> ASSIGNED TASK
Only the count should appear in your answer: how many lines of the data below contain the word "cabinet"?
----
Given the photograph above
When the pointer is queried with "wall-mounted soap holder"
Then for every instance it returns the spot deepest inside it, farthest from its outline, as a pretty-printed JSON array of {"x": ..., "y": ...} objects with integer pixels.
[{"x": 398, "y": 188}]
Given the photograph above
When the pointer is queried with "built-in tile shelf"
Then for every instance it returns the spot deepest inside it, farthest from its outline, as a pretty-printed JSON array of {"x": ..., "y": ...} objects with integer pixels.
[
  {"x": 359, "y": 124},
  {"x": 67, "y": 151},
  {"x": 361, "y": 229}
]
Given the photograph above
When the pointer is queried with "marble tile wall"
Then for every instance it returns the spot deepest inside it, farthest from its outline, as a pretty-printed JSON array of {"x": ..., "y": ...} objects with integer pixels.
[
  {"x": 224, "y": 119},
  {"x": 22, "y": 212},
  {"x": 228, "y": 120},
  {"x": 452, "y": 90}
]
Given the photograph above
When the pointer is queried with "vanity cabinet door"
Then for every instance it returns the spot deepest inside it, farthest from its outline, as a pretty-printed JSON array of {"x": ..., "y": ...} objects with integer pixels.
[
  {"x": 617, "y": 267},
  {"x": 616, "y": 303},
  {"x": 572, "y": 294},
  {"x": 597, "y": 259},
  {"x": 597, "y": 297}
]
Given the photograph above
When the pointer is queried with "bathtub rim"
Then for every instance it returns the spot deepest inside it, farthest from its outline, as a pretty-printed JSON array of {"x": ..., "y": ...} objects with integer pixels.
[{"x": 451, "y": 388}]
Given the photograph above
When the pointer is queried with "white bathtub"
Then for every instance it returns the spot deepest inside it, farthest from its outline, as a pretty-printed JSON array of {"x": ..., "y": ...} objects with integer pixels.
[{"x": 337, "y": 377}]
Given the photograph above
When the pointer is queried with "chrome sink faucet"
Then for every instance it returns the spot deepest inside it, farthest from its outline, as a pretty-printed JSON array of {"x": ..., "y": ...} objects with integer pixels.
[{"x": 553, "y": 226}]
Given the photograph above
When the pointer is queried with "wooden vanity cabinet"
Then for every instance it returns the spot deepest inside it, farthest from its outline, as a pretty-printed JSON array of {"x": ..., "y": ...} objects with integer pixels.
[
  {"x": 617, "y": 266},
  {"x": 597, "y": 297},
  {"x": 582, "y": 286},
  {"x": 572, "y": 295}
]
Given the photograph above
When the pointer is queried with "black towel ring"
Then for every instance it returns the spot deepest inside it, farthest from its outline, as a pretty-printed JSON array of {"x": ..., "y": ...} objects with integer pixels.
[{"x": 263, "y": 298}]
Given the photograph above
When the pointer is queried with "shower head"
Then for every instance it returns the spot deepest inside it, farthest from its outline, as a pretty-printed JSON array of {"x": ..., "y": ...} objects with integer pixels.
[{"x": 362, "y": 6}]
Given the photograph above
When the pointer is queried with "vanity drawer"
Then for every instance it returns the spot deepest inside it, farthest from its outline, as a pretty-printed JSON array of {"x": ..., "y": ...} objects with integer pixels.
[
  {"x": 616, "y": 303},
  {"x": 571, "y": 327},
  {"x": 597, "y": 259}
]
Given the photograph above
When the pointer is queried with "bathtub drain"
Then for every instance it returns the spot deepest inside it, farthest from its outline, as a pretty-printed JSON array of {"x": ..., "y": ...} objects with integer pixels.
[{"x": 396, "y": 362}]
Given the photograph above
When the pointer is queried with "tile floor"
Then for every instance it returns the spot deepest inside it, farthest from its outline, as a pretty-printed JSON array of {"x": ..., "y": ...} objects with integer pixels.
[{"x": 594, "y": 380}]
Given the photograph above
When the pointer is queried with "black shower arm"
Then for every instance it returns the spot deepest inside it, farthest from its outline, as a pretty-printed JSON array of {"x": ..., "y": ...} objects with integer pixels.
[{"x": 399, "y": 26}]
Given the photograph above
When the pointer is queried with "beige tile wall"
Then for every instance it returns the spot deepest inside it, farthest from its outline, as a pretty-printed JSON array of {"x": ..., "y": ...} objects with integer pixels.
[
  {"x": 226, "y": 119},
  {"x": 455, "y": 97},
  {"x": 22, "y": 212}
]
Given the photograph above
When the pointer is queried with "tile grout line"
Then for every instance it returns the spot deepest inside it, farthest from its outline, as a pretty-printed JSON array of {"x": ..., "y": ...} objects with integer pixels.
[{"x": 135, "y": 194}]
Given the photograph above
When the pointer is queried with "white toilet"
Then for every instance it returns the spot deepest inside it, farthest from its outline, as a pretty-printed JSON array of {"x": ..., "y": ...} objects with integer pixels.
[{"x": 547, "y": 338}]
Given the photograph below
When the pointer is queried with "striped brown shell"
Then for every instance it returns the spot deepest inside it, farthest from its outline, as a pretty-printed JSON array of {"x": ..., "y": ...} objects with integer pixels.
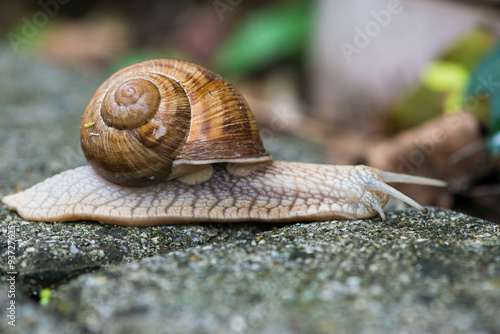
[{"x": 156, "y": 116}]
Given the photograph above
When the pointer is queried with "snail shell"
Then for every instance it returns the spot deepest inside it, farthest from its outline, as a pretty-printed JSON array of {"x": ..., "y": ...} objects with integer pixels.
[{"x": 155, "y": 120}]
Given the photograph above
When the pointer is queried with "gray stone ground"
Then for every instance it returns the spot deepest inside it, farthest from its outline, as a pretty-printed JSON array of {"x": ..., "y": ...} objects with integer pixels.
[{"x": 435, "y": 273}]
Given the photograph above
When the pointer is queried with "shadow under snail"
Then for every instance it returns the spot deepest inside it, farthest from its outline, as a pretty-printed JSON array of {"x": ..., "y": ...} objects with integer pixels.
[{"x": 170, "y": 142}]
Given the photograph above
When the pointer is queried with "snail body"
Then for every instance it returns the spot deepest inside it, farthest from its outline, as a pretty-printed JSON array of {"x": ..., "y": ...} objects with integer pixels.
[{"x": 171, "y": 142}]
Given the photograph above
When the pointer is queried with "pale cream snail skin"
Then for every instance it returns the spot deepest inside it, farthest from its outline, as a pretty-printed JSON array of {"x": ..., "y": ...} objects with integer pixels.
[{"x": 169, "y": 142}]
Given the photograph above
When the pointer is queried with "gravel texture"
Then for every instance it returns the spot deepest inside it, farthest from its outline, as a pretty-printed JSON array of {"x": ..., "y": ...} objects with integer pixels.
[{"x": 435, "y": 273}]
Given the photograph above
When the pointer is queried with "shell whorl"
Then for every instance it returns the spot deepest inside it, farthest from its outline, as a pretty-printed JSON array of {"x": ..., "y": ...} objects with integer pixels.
[
  {"x": 148, "y": 115},
  {"x": 130, "y": 104}
]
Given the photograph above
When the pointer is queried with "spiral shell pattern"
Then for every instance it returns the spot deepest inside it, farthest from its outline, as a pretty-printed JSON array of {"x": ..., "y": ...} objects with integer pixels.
[{"x": 149, "y": 116}]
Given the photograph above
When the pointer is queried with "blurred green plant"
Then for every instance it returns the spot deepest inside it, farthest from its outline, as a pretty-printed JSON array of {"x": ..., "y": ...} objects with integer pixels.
[
  {"x": 485, "y": 86},
  {"x": 444, "y": 83},
  {"x": 448, "y": 78},
  {"x": 266, "y": 36}
]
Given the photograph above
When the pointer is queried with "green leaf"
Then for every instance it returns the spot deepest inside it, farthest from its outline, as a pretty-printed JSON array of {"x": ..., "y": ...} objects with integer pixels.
[
  {"x": 485, "y": 85},
  {"x": 274, "y": 33}
]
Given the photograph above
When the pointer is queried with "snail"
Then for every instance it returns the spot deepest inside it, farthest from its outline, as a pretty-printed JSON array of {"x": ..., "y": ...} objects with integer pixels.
[{"x": 170, "y": 142}]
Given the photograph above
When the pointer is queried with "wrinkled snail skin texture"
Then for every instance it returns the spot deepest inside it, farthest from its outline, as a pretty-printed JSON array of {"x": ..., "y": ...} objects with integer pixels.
[
  {"x": 169, "y": 142},
  {"x": 279, "y": 192}
]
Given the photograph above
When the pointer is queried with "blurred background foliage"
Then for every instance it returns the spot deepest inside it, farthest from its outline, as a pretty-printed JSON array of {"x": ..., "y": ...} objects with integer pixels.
[{"x": 347, "y": 76}]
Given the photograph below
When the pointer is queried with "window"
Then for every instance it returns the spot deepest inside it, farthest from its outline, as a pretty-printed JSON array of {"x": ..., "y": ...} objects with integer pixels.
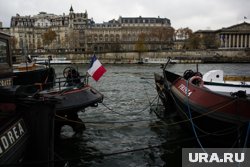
[{"x": 3, "y": 51}]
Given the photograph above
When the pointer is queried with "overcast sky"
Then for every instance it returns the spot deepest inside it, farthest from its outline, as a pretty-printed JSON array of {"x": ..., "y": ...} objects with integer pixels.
[{"x": 195, "y": 14}]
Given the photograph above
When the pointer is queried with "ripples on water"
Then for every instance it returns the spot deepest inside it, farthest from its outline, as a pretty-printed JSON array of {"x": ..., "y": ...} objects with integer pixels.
[{"x": 128, "y": 95}]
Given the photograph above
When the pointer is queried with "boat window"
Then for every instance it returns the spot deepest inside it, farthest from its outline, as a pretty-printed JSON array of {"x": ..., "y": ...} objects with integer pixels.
[{"x": 3, "y": 51}]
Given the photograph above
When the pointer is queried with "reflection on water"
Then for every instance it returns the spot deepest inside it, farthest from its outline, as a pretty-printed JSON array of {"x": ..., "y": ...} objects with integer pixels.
[{"x": 126, "y": 122}]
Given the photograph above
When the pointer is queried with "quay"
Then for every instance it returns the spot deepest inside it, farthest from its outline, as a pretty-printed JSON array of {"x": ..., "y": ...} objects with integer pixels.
[{"x": 194, "y": 56}]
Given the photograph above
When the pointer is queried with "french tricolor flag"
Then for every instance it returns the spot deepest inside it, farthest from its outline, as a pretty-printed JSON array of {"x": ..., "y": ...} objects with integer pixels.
[{"x": 96, "y": 70}]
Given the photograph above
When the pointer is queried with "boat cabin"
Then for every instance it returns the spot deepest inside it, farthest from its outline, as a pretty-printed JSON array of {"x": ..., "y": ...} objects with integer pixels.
[{"x": 5, "y": 60}]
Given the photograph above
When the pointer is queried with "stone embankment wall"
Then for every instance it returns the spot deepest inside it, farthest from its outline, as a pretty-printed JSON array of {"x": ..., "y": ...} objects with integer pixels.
[{"x": 206, "y": 56}]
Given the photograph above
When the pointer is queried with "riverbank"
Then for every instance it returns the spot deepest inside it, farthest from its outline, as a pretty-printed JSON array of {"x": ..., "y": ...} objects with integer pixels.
[{"x": 195, "y": 56}]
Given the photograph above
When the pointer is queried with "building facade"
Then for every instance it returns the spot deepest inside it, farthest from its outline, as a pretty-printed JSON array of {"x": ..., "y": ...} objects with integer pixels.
[{"x": 75, "y": 32}]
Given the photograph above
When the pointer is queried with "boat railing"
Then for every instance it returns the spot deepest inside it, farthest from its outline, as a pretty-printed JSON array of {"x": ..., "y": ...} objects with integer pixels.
[{"x": 62, "y": 81}]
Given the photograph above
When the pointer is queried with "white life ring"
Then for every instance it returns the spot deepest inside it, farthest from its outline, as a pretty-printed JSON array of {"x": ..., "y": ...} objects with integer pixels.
[{"x": 196, "y": 80}]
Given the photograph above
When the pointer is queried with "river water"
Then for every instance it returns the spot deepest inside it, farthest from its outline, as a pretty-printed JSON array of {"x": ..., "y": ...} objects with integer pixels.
[{"x": 124, "y": 131}]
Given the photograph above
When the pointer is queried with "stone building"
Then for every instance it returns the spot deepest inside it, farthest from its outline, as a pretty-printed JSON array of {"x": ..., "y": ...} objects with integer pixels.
[
  {"x": 75, "y": 32},
  {"x": 235, "y": 37}
]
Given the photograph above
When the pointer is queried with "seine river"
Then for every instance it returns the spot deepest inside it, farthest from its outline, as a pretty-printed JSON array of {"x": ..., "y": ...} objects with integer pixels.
[{"x": 124, "y": 131}]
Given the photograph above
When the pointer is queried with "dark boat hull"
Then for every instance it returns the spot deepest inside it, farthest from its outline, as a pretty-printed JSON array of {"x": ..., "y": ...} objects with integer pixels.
[
  {"x": 215, "y": 117},
  {"x": 14, "y": 141}
]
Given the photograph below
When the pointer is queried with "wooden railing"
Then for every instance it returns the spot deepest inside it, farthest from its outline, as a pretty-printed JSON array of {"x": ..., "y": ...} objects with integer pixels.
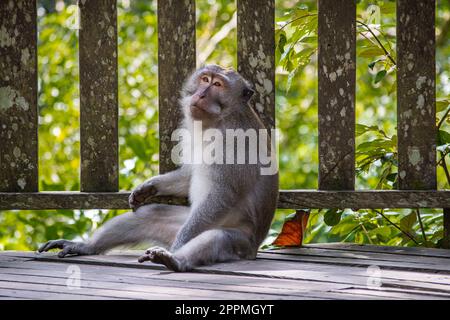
----
> OUTPUT FOR THIS TASK
2